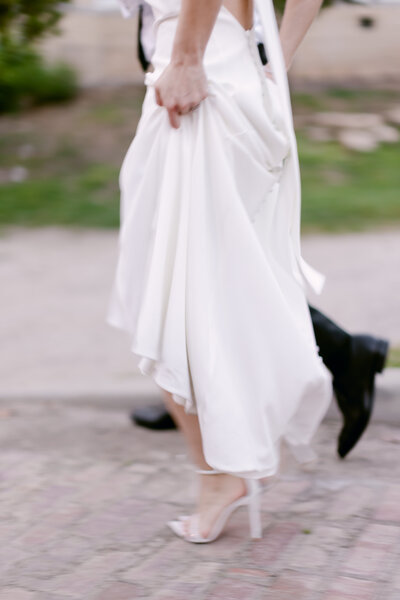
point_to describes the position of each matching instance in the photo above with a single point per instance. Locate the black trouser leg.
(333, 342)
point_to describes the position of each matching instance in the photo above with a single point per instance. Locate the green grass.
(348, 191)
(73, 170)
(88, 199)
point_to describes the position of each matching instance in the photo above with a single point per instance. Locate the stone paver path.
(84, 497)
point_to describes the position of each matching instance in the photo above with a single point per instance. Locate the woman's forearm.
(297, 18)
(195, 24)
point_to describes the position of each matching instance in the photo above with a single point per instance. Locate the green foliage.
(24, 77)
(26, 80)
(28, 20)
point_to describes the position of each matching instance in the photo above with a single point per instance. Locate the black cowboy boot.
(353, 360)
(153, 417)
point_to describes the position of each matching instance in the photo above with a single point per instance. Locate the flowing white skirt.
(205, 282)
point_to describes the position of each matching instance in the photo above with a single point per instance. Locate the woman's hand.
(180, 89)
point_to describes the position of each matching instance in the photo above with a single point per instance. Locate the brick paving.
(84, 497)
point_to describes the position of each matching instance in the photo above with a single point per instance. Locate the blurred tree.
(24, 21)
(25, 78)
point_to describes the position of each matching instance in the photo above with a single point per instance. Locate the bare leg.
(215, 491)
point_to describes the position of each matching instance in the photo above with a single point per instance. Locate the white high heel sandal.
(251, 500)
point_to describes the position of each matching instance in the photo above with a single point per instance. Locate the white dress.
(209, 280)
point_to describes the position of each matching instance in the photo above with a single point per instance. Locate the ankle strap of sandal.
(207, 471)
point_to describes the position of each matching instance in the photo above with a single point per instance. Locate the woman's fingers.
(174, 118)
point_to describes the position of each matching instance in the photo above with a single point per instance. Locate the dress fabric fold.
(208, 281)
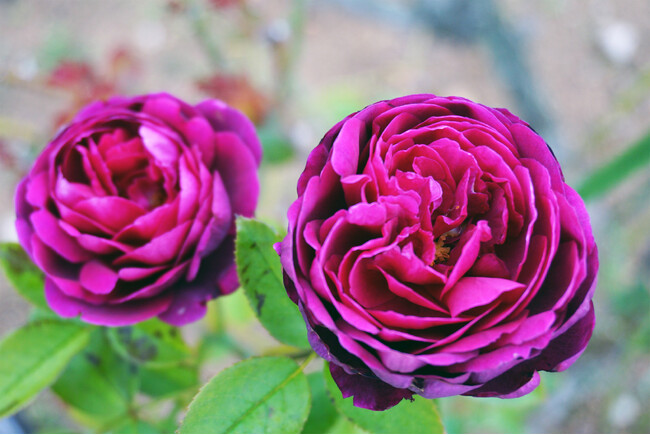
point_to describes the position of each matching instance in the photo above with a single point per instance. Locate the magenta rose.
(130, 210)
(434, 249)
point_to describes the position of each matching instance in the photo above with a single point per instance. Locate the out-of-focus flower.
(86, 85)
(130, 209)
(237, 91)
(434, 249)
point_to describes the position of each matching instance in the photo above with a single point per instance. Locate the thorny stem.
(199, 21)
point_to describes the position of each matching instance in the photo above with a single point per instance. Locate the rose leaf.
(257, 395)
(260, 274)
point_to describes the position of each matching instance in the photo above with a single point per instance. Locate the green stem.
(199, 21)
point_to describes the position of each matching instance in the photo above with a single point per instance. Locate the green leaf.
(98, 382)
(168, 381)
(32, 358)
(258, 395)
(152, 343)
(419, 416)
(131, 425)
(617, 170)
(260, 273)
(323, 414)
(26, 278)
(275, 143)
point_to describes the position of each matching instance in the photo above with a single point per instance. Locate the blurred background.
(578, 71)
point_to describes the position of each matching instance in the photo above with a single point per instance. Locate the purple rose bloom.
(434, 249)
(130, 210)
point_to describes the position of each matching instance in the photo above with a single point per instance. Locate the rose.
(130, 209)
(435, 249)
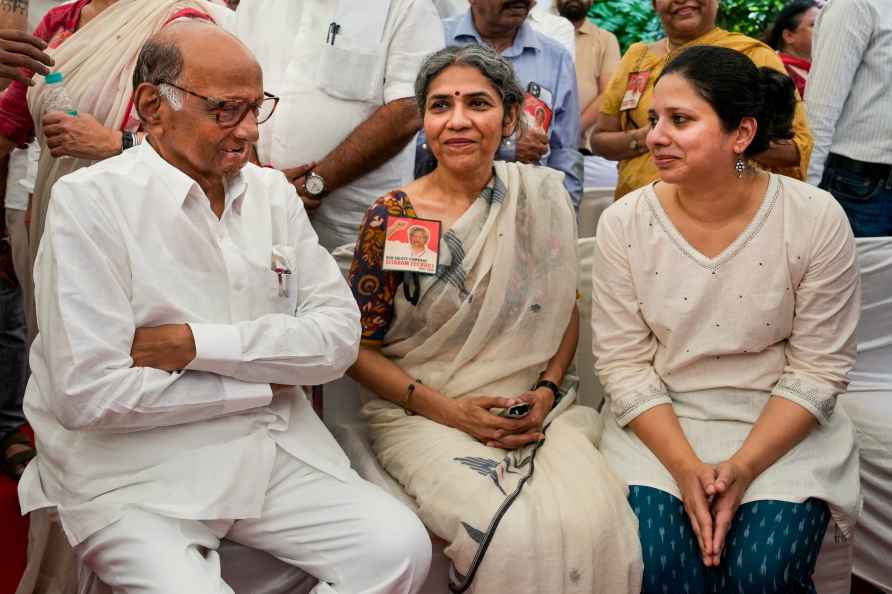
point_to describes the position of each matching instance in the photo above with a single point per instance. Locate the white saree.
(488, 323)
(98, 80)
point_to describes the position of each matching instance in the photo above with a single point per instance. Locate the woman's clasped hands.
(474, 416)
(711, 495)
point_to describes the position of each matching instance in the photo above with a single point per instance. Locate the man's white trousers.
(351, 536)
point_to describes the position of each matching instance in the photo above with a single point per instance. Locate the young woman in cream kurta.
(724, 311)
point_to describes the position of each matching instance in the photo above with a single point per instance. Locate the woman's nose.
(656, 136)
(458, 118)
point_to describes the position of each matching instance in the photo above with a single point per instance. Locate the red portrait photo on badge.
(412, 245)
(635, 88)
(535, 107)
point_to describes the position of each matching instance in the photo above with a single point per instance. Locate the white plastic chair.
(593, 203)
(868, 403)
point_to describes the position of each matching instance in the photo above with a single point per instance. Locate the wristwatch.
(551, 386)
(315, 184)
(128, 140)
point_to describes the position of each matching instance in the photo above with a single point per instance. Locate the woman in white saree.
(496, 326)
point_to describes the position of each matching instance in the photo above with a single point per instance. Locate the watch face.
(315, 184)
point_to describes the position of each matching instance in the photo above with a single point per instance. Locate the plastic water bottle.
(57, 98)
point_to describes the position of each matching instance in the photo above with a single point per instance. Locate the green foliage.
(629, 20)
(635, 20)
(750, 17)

++++++++++++++++++++

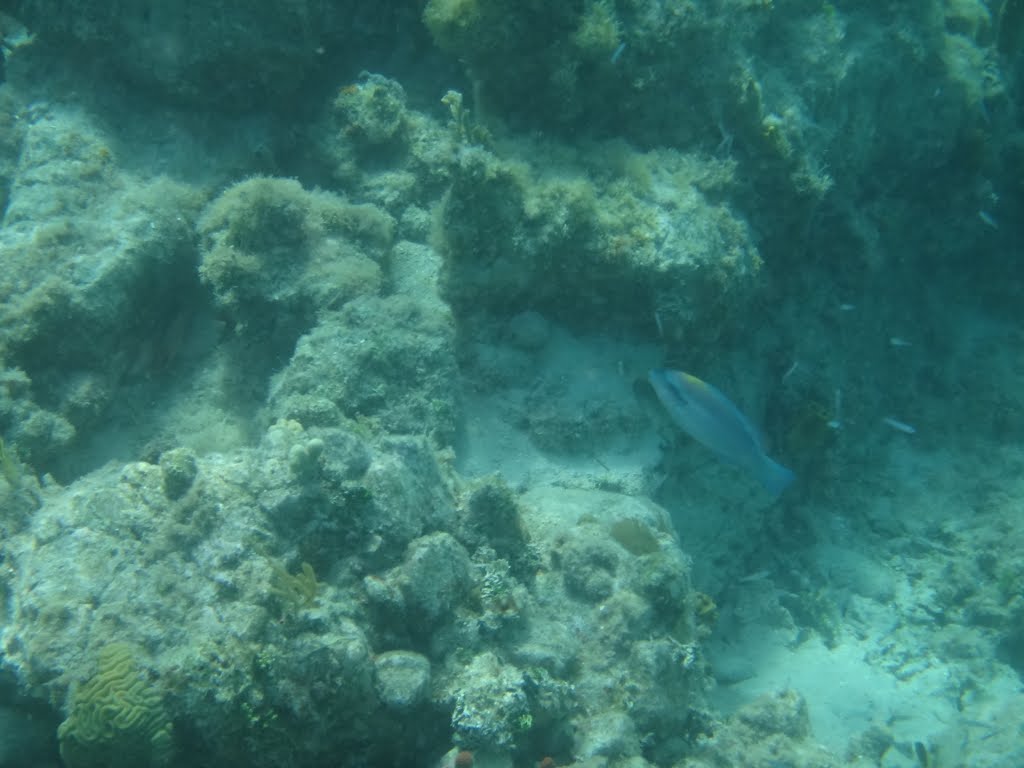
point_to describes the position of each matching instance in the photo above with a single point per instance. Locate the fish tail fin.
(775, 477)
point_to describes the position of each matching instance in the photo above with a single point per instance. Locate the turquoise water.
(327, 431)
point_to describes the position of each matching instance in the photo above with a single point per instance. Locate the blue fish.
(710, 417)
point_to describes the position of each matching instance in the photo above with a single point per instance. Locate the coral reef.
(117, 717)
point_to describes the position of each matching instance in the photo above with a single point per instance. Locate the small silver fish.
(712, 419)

++++++++++++++++++++

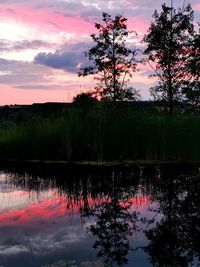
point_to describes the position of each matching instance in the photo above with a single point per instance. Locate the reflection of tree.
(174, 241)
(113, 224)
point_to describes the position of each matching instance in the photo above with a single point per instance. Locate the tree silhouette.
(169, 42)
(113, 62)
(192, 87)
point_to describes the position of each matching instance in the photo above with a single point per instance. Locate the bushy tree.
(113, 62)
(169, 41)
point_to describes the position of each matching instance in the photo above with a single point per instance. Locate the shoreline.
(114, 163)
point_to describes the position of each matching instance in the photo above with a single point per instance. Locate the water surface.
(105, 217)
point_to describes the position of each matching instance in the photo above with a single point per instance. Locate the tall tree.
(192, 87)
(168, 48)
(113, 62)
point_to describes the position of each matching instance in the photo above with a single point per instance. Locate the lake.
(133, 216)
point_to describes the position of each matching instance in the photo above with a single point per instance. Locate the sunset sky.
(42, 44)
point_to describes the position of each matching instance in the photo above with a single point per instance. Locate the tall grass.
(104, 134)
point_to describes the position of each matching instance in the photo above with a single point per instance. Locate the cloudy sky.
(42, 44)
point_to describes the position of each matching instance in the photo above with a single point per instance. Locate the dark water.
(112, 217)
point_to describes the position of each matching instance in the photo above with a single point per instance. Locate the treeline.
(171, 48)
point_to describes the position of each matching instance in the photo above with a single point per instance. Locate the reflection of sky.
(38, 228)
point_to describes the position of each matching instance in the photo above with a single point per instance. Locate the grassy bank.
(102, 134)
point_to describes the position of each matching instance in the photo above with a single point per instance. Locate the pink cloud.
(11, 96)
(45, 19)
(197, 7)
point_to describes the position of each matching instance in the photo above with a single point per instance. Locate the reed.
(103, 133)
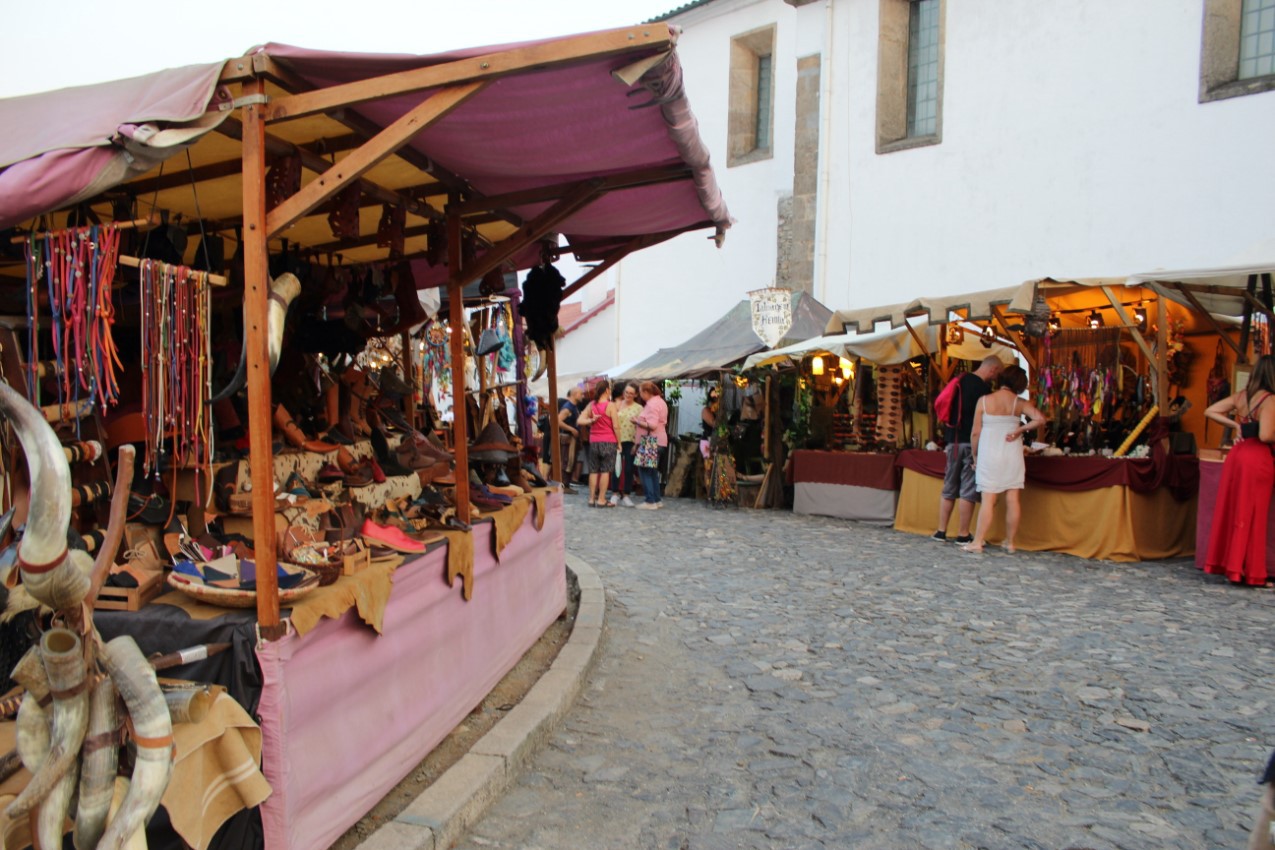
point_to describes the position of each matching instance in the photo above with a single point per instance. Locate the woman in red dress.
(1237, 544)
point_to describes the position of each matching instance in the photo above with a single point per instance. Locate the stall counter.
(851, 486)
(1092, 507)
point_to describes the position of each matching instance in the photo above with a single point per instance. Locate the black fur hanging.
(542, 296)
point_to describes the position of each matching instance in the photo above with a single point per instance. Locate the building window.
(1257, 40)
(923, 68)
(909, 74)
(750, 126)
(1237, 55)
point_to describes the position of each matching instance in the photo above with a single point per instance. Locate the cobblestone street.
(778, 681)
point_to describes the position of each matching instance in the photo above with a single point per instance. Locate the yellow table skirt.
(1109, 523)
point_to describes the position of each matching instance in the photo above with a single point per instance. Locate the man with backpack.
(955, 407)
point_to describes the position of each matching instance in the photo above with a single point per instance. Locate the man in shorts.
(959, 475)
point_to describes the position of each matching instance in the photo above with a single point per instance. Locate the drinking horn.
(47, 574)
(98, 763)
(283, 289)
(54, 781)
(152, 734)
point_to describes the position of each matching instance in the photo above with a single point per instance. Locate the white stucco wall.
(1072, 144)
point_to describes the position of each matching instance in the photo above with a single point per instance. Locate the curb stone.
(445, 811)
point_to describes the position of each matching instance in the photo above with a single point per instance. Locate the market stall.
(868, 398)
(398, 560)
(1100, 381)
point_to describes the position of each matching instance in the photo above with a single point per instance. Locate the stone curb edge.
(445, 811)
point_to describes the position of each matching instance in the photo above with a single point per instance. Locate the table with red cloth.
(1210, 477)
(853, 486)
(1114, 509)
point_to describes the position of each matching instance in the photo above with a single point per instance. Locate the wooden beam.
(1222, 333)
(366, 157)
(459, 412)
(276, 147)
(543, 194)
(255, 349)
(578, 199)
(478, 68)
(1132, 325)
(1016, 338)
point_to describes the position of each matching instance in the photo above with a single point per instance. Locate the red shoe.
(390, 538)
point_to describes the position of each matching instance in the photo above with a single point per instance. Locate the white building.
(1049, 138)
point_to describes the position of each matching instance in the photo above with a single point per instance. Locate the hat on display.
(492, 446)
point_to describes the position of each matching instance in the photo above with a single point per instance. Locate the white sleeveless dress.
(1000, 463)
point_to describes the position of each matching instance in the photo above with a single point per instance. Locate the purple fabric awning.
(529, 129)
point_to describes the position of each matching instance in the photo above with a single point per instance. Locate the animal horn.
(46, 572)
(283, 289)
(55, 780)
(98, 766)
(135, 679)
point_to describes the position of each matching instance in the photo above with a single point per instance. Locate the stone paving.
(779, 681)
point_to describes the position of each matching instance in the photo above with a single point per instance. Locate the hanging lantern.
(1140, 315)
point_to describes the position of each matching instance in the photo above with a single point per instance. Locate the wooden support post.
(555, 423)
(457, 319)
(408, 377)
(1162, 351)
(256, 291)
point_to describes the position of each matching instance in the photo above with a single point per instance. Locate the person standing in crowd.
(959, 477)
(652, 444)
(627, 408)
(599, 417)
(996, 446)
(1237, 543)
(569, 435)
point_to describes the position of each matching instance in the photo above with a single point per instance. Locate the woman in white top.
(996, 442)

++++++++++++++++++++

Locate each line in the items above that contains the word "blurred", and copy every such line in full.

§ **Solution for this task**
point_to describes the position of each matching instance in the photo above with a single point per instance. Locate the blurred tree.
point_to describes the position of each matching instance in the photo above with a single point per instance. Locate the blurred background.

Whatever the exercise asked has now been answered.